[What is being asked] When a record contains an image, skip the image and retype the rest of that record exactly.
+ + +
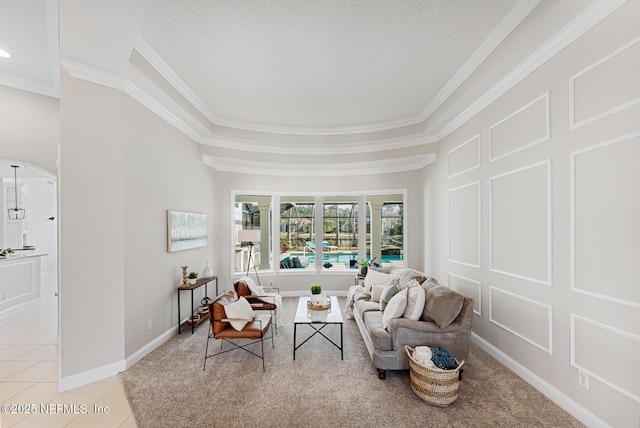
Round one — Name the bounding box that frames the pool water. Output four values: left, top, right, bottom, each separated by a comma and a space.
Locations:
292, 251, 403, 266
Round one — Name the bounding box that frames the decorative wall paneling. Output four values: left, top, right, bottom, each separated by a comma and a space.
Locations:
570, 35, 640, 129
448, 272, 482, 316
489, 160, 551, 286
448, 181, 481, 268
448, 134, 481, 178
490, 286, 552, 354
571, 314, 640, 402
570, 131, 640, 308
489, 92, 549, 162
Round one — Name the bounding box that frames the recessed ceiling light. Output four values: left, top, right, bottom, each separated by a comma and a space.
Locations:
0, 48, 11, 58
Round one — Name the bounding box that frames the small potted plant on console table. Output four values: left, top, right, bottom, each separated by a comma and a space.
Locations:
188, 271, 198, 285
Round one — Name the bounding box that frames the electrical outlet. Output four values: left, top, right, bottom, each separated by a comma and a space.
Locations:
577, 369, 589, 389
148, 319, 153, 330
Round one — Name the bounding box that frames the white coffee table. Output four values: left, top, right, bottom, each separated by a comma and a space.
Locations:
293, 295, 344, 360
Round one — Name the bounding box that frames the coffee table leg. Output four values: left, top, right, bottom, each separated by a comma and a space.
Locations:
340, 323, 344, 360
293, 323, 297, 360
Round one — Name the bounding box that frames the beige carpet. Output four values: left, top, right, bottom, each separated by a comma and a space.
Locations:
122, 297, 583, 428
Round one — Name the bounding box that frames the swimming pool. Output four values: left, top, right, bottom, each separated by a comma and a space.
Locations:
288, 250, 403, 267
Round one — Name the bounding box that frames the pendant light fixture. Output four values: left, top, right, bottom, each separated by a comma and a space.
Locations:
7, 165, 25, 220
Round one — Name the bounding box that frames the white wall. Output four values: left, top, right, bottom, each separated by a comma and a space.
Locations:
122, 94, 215, 357
423, 2, 640, 426
58, 73, 127, 385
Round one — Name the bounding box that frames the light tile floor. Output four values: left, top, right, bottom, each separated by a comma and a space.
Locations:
0, 276, 137, 427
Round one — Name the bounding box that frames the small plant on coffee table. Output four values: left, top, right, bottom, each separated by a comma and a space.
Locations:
310, 284, 322, 295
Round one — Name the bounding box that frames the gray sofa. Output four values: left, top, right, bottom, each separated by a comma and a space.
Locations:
350, 268, 474, 379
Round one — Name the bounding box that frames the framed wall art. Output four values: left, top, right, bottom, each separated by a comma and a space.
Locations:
167, 210, 208, 252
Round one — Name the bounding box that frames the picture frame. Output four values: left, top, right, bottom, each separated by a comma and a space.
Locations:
167, 210, 208, 252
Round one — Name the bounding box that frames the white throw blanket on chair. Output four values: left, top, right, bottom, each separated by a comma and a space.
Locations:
239, 276, 284, 327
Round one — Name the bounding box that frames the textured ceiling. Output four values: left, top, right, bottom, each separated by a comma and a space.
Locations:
1, 0, 609, 175
139, 0, 520, 134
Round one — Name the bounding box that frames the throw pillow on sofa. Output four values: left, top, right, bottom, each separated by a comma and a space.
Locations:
363, 269, 393, 296
382, 288, 407, 330
423, 285, 464, 329
380, 281, 401, 312
402, 280, 426, 320
371, 285, 386, 302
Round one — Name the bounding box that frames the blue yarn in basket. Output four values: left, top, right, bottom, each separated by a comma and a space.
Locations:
431, 345, 457, 370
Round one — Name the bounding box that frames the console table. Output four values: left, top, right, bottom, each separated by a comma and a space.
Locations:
177, 276, 218, 334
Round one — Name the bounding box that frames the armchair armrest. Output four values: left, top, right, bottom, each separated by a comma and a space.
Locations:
221, 317, 254, 322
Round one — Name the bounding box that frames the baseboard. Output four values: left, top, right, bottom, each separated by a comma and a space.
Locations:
471, 333, 609, 428
125, 326, 176, 369
57, 360, 126, 392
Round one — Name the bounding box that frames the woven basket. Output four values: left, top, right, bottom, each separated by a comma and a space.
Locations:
405, 345, 463, 407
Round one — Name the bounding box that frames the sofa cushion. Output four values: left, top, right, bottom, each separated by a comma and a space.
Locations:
382, 288, 407, 330
423, 285, 464, 329
354, 297, 381, 314
363, 269, 394, 296
380, 282, 401, 312
363, 310, 393, 351
402, 280, 426, 320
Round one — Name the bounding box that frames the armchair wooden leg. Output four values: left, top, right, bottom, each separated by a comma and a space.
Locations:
377, 369, 386, 380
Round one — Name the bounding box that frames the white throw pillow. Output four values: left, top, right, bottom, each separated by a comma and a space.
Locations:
382, 288, 407, 330
363, 269, 393, 296
371, 285, 386, 303
402, 280, 426, 320
223, 297, 255, 331
241, 276, 265, 296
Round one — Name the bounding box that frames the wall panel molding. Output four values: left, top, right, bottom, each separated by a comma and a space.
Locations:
448, 134, 481, 178
570, 131, 640, 308
448, 181, 481, 268
490, 286, 552, 354
490, 161, 552, 285
489, 92, 550, 162
571, 314, 640, 403
449, 272, 482, 316
570, 35, 640, 129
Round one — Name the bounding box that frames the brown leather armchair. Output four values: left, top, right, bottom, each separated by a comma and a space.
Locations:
234, 279, 279, 334
203, 290, 274, 372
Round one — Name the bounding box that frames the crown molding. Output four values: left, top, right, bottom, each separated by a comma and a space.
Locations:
133, 37, 216, 122
61, 59, 203, 143
202, 153, 437, 177
132, 1, 540, 137
436, 0, 627, 140
59, 0, 625, 176
419, 0, 539, 123
201, 132, 439, 155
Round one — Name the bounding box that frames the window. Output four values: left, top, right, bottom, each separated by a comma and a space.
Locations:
234, 195, 272, 274
279, 197, 315, 268
321, 198, 359, 270
365, 194, 404, 268
232, 191, 405, 274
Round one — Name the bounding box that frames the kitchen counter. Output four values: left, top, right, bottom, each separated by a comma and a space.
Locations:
0, 252, 48, 314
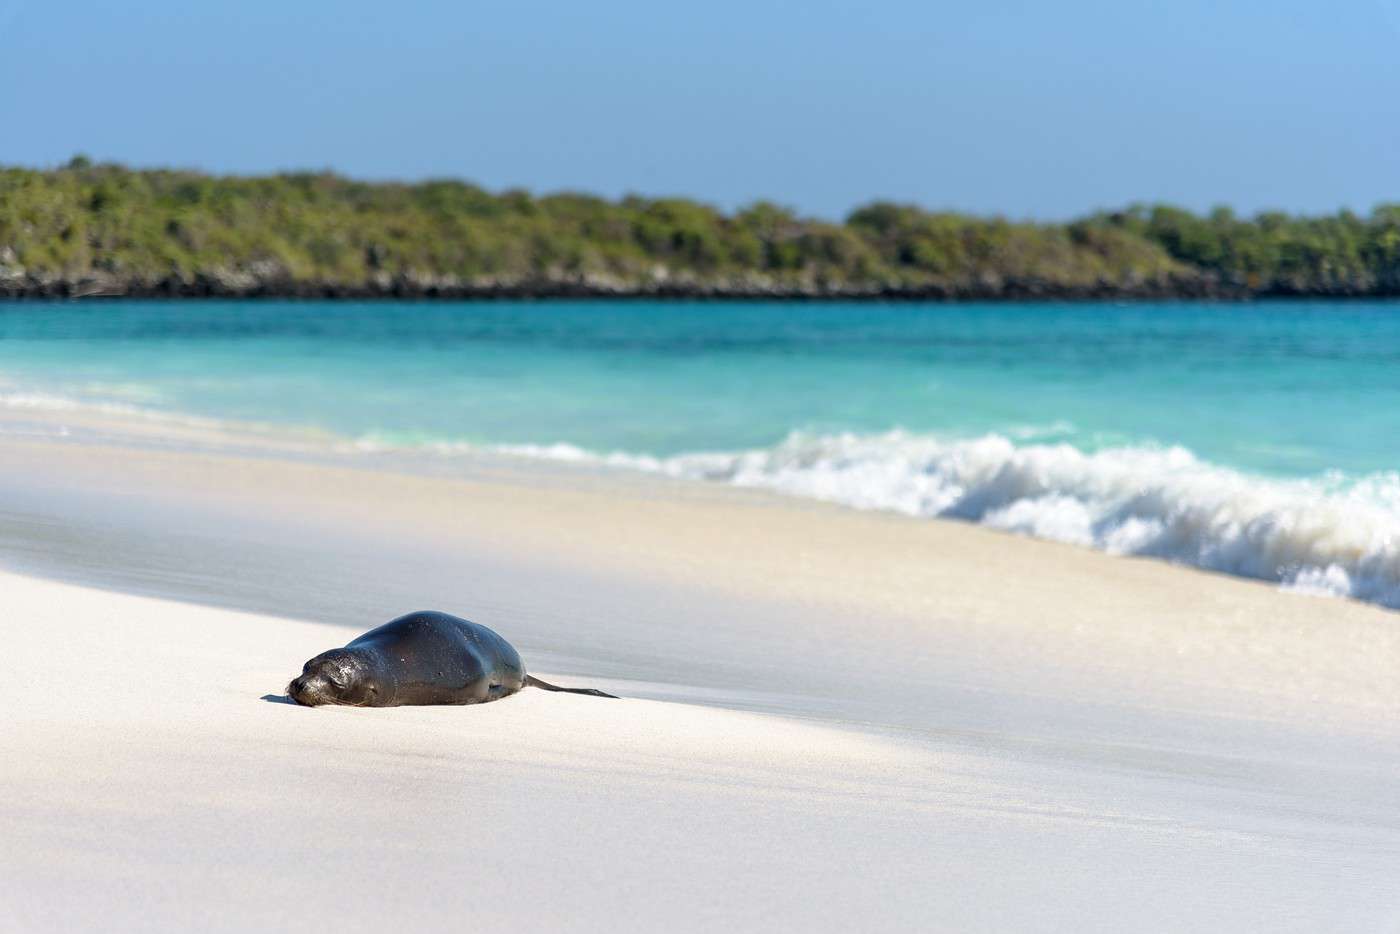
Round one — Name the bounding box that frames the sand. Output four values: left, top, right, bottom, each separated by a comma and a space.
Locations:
2, 416, 1399, 932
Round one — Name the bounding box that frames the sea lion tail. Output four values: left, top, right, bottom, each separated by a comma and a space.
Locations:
525, 675, 618, 699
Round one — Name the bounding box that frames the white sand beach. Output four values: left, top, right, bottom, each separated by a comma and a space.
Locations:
2, 415, 1399, 932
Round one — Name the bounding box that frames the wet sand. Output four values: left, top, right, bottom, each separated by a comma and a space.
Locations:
1, 415, 1398, 932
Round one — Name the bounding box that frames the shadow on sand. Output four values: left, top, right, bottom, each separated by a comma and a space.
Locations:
260, 693, 299, 706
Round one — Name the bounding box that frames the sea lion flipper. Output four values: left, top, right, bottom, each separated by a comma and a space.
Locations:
525, 675, 618, 699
+ + +
[The answer]
Round one — Name the bounding box that frames the pool water. Output four values: left, top, right, bottom, each separated by a comma and a space.
Locations:
292, 251, 403, 266
Round one — Name the bounding box that frames the decorative wall paneling. Output four values: left, top, right, bottom, each separated by a comma and a space.
Locations:
570, 35, 640, 129
448, 272, 482, 316
489, 160, 551, 286
448, 181, 481, 268
448, 134, 481, 178
490, 286, 552, 354
571, 314, 640, 402
570, 131, 640, 308
489, 92, 549, 162
Round one — Name the bounding box that frames the recessed ceiling light. Output four values: left, top, right, bottom, each separated by a comma and a space.
Locations:
0, 48, 11, 58
Round one — Name the bounding box that frames the small potted plant on console table. Output four values: left, top, right, bottom, each separated by a comma and a space.
Locations:
188, 271, 198, 285
Round one — Name the bounding box that frames the electrical outlet. Output four values: left, top, right, bottom, each separated by a comma and a space.
Locations:
577, 369, 589, 389
148, 319, 153, 330
Round one — Name the bounding box that frames the white coffee table. Output four values: left, top, right, bottom, each separated by a comma and a space.
Locations:
293, 295, 344, 360
Round one — Name the bounding box that frames the coffee table leg. Output four values: left, top, right, bottom, each separated by a comma and a space.
Locations:
340, 323, 344, 360
293, 323, 297, 360
Round one — Name the bounding box that frames the beige carpet. Output four values: left, top, right, bottom, each separated by a comma and a space.
Locations:
122, 297, 583, 428
Round one — Name the bounding box that frames the swimming pool. Output four values: left, top, right, bottom, each separated by a comma and a space.
Locations:
288, 250, 403, 267
Round one — Name the bounding box that frames the pendant light fixture. Output four values: left, top, right, bottom, each separated by a comma and a space.
Locations:
7, 165, 25, 220
Round one — Name the bounding box that frames the white wall. Output four values: left, top, right, bottom, each separated by a comma and a space.
Locations:
122, 94, 215, 357
423, 2, 640, 426
58, 73, 127, 385
Round one — Name the bounding box that frames the light tile floor. Output four values: left, top, right, bottom, each separated by a comma and a space.
Locations:
0, 276, 137, 427
Round one — Name the bounding box that frames the small plant on coffee table. Output four values: left, top, right, bottom, each separated by a comma and a space.
Locations:
310, 284, 322, 295
Round one — Name the bounding box that frames the gray sofa. Output four values: left, top, right, bottom, each separated by a comma and a space.
Locations:
350, 268, 474, 379
Round one — Name the bounding box that frames the framed wall art. Output four values: left, top, right, bottom, each separated by a comma and a space.
Locations:
167, 210, 208, 252
Round one — Name the bounding box that frames the picture frame. Output four values: left, top, right, bottom, each separated by a comma and a space.
Locations:
167, 210, 208, 252
Round one — Name the bounding box that frames the white throw blanket on chair. Output four values: left, top, right, bottom, each separated by a comma and a space.
Locations:
239, 276, 284, 327
Round one — Name the bounding box that frames the textured ceiling. Output four values: left, top, right, bottom, each separated by a comma and a space.
Locations:
1, 0, 609, 175
139, 0, 520, 134
Round one — Name the bounding box that frames the throw pillow on sofa. Output four values: left, top, right, bottom, each separated by a comma and a space.
Locations:
363, 269, 393, 296
382, 288, 407, 330
423, 285, 464, 329
380, 281, 401, 312
402, 280, 426, 320
371, 285, 386, 302
Round one — Name the bounding box that frames the blue yarn in basket. Output four values: left, top, right, bottom, each separated by a comma and a space.
Locations:
431, 345, 457, 370
Round one — Name the bounding box that frames the console table. Output four values: left, top, right, bottom, each separated by a comma and a space.
Locations:
177, 276, 218, 334
Round one — Name the bounding box that frames the armchair armrest. Output four values: left, top, right, bottom, each separated by a comma and a space.
Locations:
221, 317, 254, 322
Round one — Name the bounding box that frames the baseboard. Output four values: left, top, right, bottom, each separated by a comma and a space.
Locations:
471, 333, 609, 428
125, 326, 176, 369
57, 360, 126, 392
Round one — Name the bounding box that frames the woven basket. Output four values: left, top, right, bottom, each separated by a comma and a space.
Locations:
405, 345, 463, 407
Round one — Name the bounding box that frames the sofa cushion. Output four values: left, top, right, bottom, each separated by a comma and a space.
Locations:
382, 288, 407, 330
423, 285, 464, 329
354, 297, 381, 314
363, 269, 394, 296
380, 282, 401, 312
363, 310, 393, 351
402, 280, 426, 320
Round one — Name the bounding box that frames the armchair wooden leg. Output four values: left, top, right, bottom, each separated by a comma and a space.
Locations:
377, 369, 386, 380
Round one — Name the bounding box that frames the white throw pillow. Output four values: left, top, right, bottom, each separated by a comma and a space.
Locations:
382, 288, 407, 330
363, 269, 393, 296
371, 285, 386, 303
402, 280, 426, 320
223, 297, 255, 331
241, 276, 265, 296
Round one — Name the bounding box that frames the wall panel molding. Output four values: left, top, right, bottom, each separated by a comma and a space.
Locations:
448, 134, 481, 178
570, 131, 640, 308
448, 181, 481, 268
490, 286, 552, 354
490, 161, 552, 285
489, 92, 550, 162
571, 314, 640, 403
449, 272, 482, 316
570, 35, 640, 129
Round one — Name the bounding box that frames the brown leather armchair. Output four values: left, top, right, bottom, each separated by a comma and a space.
Locations:
234, 279, 279, 334
203, 290, 274, 372
Round one — Name the bounding box that frames the crown molding. Output four values: left, top, right, bottom, each separated by a comma and a space.
Locations:
133, 37, 216, 122
61, 59, 203, 143
202, 153, 437, 177
132, 1, 540, 137
436, 0, 627, 140
59, 0, 625, 176
419, 0, 539, 123
201, 132, 439, 155
Round one — Name the bounding box that frames the window. Output four values: left, top, right, bottom, each separated by a comma and a space.
Locations:
234, 195, 272, 274
279, 197, 315, 268
321, 198, 359, 270
365, 194, 404, 268
232, 191, 405, 274
Round one — Name the bounding box that frames the kitchen counter. Output four values: left, top, right, bottom, each separated by a comma and a space.
Locations:
0, 252, 48, 314
Round one — Name the bounding box that frames the sand. Output four values: left, top, right, bottom, each separated by a comma and a space.
Locations:
2, 416, 1399, 932
Round one — Name the bounding box that frames the sea lion tail. Output four values: left, top, right, bottom, each separated by a comma and a space.
Locations:
525, 675, 618, 699
Round one — Name the bounding box that frames the white sand beach. Output four values: left, top, right, bottom, each separated by a comma and a space.
Locations:
2, 415, 1399, 932
Round one — Name the bounding box that frames the wet sand. Output four values: left, top, right, bottom, each separated by a comma and a space.
Locations:
1, 415, 1398, 932
Round one — Name the bounding box that frames the shadow on sand. Output four values: left, top, right, bottom, each separated by a comma and a space.
Locations:
260, 693, 299, 706
Round one — Name the bounding box that frames the sea lion flipper. Output four values: left, top, right, bottom, each separated by a comma and a space.
Locations:
525, 675, 618, 699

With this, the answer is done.